DIRECTION. Count the lines in the material below that contain the word "sports", matching case exactly, and give only the resulting number.

DATASET ROWS.

....

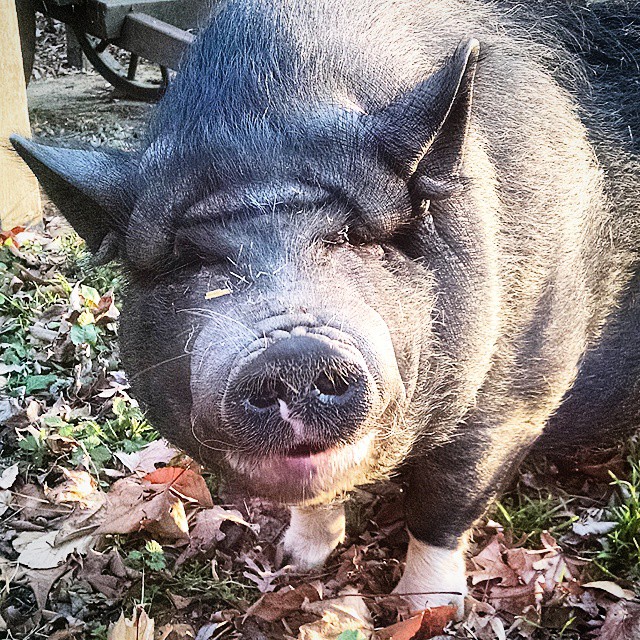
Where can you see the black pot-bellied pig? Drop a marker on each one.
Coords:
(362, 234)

....

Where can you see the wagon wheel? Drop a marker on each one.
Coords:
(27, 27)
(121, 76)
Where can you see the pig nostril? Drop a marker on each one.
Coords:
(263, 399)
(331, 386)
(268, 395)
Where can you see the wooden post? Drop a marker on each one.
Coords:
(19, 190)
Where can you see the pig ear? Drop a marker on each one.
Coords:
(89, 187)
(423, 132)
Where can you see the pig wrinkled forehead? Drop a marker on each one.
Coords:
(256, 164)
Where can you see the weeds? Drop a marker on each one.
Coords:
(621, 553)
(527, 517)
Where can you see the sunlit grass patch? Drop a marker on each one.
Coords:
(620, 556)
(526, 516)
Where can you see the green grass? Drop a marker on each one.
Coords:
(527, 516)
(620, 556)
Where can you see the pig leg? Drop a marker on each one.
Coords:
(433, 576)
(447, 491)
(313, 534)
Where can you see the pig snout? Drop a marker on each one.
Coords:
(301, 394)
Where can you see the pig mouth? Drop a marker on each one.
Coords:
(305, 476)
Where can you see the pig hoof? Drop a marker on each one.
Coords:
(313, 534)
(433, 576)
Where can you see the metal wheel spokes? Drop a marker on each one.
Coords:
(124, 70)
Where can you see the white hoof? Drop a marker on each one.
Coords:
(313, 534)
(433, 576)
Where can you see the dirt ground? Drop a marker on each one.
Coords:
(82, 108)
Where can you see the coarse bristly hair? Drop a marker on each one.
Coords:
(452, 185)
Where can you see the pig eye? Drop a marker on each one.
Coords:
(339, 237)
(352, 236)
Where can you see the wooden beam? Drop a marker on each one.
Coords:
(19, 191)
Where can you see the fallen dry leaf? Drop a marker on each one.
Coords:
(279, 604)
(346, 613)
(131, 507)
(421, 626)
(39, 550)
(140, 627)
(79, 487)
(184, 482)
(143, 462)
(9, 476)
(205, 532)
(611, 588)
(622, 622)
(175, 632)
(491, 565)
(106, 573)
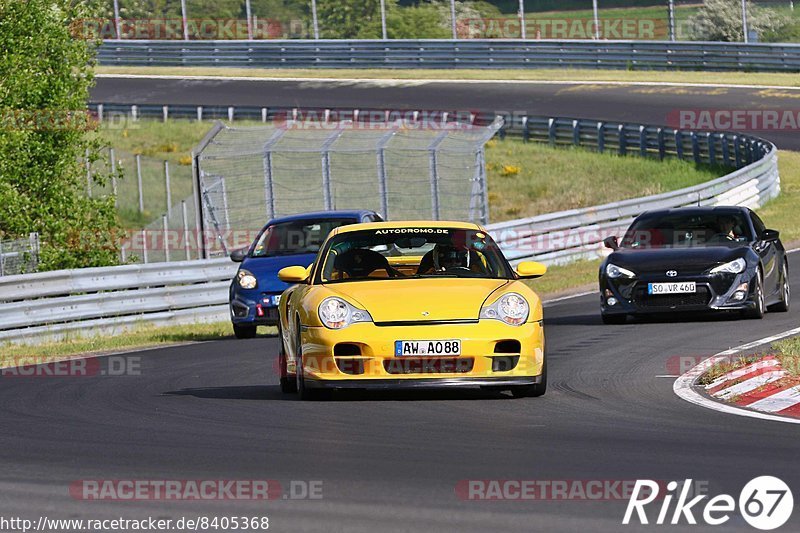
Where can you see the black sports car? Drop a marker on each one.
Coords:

....

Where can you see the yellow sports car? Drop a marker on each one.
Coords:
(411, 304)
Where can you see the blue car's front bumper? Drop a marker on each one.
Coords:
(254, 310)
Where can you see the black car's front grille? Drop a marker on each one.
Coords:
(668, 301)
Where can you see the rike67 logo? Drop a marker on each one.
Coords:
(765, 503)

....

REPLY. 2